- **TASK BRIEF**
Locate the line that contains "Would you kindly indicate the black". Print it and each following line through the end of the listing, verbatim, and nothing more.

- **DATA IN THIS EXERCISE**
------------

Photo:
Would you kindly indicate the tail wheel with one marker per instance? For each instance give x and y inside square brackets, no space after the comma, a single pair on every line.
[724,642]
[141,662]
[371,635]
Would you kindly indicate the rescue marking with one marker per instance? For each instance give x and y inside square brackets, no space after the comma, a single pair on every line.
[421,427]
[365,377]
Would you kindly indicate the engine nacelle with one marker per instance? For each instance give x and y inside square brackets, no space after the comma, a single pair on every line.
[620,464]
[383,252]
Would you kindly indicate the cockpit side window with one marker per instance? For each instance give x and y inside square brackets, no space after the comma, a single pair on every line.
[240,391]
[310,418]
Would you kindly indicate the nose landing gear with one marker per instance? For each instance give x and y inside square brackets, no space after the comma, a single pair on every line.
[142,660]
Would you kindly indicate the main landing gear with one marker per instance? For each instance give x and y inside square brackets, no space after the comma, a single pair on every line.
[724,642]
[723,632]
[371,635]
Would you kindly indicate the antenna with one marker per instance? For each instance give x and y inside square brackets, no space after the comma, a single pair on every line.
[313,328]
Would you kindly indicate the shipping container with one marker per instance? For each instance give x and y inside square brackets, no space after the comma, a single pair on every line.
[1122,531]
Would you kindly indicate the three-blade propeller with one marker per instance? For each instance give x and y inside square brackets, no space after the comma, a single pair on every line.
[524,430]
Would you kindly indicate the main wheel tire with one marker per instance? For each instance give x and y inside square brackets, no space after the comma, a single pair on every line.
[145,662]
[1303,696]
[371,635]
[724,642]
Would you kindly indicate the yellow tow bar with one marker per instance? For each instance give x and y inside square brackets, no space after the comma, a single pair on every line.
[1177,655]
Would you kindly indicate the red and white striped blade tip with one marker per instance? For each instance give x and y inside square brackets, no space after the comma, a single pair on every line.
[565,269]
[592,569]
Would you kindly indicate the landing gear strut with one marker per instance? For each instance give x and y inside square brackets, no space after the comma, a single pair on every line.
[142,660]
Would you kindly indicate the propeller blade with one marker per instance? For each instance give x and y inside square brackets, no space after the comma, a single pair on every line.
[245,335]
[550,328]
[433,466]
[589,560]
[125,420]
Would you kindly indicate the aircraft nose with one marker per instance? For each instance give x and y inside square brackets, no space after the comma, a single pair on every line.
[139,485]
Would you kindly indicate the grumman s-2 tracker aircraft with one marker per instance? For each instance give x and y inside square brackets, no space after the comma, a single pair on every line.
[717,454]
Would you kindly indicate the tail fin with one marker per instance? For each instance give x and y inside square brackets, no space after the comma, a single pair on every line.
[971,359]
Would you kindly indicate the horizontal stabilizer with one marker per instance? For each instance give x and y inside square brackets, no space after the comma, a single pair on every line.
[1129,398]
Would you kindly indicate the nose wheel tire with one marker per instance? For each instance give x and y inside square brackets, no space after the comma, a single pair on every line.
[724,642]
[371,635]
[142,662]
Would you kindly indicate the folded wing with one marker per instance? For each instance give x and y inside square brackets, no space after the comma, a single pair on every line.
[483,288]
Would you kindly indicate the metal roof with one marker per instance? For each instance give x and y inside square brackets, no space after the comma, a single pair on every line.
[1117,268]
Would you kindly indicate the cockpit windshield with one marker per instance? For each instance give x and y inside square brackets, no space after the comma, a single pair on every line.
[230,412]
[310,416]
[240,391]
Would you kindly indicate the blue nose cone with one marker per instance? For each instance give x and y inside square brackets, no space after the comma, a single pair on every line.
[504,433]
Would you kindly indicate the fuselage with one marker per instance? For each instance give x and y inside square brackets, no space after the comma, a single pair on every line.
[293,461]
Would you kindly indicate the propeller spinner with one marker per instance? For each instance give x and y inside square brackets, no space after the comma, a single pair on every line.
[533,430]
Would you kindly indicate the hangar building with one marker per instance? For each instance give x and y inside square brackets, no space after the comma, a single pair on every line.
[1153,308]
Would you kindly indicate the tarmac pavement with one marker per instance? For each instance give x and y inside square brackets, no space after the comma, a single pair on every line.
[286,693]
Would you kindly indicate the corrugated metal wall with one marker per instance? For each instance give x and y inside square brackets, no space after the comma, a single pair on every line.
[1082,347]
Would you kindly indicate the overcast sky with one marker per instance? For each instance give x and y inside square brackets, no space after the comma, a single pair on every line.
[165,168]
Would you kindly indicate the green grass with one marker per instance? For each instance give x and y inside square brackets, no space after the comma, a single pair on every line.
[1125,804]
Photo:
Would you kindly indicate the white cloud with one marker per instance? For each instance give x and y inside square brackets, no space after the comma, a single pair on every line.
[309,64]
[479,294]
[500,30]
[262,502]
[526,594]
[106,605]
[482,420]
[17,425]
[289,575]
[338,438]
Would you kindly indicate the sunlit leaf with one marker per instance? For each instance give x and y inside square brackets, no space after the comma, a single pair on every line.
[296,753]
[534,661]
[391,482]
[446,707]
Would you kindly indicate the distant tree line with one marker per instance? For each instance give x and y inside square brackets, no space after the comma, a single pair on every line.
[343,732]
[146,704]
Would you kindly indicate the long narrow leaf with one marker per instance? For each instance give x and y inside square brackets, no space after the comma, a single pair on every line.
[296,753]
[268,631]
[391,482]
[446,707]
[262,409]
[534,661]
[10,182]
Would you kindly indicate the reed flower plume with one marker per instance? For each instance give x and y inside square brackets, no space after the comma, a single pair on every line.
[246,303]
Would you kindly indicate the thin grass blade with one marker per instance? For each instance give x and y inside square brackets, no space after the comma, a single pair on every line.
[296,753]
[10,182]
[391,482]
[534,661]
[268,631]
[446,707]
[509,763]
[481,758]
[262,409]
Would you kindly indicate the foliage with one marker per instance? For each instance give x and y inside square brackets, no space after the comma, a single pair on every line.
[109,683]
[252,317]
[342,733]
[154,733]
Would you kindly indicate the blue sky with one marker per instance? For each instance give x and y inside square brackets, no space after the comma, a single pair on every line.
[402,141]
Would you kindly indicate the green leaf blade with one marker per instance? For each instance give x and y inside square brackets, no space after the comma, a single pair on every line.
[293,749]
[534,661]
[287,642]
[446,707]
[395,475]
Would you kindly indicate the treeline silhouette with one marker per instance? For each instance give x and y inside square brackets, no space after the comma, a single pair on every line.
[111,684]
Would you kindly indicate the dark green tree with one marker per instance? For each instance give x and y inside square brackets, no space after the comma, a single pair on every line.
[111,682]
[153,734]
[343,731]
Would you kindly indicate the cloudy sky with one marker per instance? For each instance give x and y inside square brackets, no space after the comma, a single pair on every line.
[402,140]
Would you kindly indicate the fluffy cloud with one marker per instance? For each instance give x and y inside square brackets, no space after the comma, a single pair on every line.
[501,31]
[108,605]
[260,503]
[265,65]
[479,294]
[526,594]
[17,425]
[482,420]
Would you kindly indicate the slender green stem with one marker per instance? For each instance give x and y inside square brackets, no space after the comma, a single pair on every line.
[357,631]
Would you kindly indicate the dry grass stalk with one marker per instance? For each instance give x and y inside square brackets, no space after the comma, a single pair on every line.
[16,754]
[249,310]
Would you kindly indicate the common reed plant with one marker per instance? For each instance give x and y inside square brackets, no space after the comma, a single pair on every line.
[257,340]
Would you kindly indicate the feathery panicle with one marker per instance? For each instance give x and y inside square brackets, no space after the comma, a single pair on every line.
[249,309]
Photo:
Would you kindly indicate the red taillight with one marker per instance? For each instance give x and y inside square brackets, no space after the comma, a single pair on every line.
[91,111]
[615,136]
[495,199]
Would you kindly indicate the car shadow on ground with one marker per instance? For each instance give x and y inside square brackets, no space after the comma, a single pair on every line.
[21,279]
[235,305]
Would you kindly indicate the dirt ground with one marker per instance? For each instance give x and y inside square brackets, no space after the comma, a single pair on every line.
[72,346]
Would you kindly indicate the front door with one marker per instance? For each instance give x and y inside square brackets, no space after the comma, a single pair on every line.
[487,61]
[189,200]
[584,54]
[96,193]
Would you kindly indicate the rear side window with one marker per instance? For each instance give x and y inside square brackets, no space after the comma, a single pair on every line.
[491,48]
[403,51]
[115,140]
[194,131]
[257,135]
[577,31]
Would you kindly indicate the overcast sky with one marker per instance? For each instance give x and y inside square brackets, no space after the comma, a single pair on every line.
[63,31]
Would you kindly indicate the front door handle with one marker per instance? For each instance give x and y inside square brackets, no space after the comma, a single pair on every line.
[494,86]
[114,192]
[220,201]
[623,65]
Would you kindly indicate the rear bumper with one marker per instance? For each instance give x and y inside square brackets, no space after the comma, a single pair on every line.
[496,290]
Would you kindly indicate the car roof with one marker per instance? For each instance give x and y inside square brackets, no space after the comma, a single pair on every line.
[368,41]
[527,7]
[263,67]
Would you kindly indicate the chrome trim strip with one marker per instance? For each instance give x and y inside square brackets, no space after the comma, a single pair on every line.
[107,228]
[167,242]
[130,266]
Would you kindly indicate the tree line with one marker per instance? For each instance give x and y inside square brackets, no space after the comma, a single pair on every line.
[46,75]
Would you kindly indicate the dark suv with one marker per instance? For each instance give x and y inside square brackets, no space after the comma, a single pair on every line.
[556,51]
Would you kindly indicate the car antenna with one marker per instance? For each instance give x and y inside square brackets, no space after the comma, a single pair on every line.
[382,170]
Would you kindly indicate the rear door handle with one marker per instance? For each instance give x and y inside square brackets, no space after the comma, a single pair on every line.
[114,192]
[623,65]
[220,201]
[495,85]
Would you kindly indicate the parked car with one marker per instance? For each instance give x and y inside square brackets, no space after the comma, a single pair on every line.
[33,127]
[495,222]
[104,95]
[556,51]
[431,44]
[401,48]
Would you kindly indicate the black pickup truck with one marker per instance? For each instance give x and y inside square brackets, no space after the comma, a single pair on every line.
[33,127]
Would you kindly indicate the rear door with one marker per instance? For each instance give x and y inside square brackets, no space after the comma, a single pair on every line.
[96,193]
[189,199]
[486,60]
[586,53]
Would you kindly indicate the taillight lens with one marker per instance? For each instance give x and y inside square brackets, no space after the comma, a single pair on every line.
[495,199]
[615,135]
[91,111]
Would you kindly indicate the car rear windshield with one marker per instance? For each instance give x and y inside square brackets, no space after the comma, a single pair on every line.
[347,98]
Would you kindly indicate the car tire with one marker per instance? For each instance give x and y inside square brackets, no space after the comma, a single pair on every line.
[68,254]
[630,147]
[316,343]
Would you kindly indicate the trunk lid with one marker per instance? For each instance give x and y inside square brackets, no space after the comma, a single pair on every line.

------------

- **COMPLETE ANSWER**
Would you kindly indicate the black pickup truck with one marker per instance? For each instance give x and y inside square brackets, no space after the comma, a single pair on every line.
[33,127]
Would you kindly indicate the rear door with one marker per instance? For each instance give x and y inside square brackets, no space after the comma, a single pair on every line.
[96,193]
[189,199]
[486,60]
[586,53]
Would you kindly indicate the taillight lens with one marker per instance? For each instance give x and y inside square brackets, no space after the comma, a single pair on every line.
[495,199]
[615,135]
[91,111]
Would you kindly indicate the car rear windshield with one marker per instance? For each instance give x and y inside square brackets, no space after the comma, a single pair on every line.
[347,98]
Would you kindly indicate the car tire with one marker per instance? For each instance give x and y inside square brackets, no space after the comma, a single pair on every line.
[68,254]
[630,147]
[316,343]
Would you kindly indicate the trunk lid with one marker per instance? For each instance give x and y inside square brackets, no space after the comma, a single pair on every line.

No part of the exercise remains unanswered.